=== Extracted entries ===

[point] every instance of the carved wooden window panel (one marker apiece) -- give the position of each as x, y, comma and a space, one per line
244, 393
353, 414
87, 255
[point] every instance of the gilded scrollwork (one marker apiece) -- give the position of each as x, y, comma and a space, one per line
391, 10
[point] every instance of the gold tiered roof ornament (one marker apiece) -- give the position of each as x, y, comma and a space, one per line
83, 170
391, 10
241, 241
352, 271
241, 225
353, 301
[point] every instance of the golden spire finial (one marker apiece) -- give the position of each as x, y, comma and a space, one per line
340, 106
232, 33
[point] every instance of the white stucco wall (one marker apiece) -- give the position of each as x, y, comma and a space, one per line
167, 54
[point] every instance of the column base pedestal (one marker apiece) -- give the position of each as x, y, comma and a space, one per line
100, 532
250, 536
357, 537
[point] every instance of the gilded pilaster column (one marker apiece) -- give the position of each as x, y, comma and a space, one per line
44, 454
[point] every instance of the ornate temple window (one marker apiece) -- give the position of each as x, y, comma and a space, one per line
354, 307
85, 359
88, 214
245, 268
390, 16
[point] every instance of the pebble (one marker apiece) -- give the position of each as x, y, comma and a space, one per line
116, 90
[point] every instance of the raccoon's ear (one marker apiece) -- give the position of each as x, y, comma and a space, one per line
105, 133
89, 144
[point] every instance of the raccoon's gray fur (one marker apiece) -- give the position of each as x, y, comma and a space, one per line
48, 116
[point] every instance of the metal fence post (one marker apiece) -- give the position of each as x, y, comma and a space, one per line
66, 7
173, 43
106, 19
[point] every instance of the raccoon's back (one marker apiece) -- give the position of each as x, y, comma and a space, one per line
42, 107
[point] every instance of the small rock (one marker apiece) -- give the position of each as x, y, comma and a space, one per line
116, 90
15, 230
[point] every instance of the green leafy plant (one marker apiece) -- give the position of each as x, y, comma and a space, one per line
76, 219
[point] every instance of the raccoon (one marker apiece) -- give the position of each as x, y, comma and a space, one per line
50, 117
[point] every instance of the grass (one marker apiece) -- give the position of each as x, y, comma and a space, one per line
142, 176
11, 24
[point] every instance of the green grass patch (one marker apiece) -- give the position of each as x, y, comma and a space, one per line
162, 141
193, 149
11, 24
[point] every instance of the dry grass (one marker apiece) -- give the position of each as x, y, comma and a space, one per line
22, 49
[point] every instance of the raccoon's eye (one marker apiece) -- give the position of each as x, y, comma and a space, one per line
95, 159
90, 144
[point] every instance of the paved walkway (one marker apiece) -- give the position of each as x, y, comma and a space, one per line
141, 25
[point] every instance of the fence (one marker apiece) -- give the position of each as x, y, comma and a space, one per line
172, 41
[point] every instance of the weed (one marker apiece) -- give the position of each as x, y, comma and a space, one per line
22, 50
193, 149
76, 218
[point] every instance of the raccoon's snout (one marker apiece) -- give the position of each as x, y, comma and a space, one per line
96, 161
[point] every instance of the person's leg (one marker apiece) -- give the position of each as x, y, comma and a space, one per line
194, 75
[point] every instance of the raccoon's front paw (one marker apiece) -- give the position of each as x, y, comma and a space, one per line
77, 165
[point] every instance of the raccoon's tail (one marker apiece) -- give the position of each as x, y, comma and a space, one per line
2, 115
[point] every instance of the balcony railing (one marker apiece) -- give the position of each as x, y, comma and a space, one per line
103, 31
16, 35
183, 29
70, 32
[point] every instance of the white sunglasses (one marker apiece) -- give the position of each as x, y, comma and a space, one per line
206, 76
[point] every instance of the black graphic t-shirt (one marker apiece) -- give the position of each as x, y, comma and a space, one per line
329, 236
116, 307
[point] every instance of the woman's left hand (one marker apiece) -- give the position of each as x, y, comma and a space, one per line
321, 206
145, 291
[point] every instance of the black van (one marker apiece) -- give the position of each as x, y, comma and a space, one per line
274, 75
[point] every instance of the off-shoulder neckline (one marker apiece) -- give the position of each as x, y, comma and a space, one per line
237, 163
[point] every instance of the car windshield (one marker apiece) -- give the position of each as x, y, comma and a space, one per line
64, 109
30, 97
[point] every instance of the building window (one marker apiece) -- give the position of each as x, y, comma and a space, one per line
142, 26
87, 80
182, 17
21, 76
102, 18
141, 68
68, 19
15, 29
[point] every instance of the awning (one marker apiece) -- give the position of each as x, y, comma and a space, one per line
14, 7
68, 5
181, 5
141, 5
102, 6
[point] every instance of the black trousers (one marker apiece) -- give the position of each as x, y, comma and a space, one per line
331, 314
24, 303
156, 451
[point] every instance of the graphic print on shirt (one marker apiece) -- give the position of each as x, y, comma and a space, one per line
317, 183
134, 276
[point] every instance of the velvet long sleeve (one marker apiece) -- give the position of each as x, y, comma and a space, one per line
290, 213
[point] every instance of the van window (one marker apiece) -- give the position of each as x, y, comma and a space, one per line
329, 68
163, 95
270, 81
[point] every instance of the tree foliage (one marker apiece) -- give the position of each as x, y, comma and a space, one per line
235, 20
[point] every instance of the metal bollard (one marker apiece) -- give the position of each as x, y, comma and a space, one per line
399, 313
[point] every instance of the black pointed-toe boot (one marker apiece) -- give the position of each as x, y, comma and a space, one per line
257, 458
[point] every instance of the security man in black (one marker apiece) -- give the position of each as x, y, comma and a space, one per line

===

Stated exercise
Retype nothing except the lines from the line holding "[point] every instance of the tree" through the last line of the entries, both included.

Written response
[point] every instance of the tree foliage (one marker apiece) -- give the position of each as x, y, comma and a space, one per line
235, 20
[point] every instance of the metal bollard (one marker apiece) -- give the position of each as x, y, comma and a space, one per line
399, 313
[point] every instance of the black pointed-toe boot (one marker apiece) -- give the position of each as x, y, comma and a space, one per line
257, 458
[point] every instance of the security man in black (one marker apiece) -- give the position of each as x, y, comma and a space, one per line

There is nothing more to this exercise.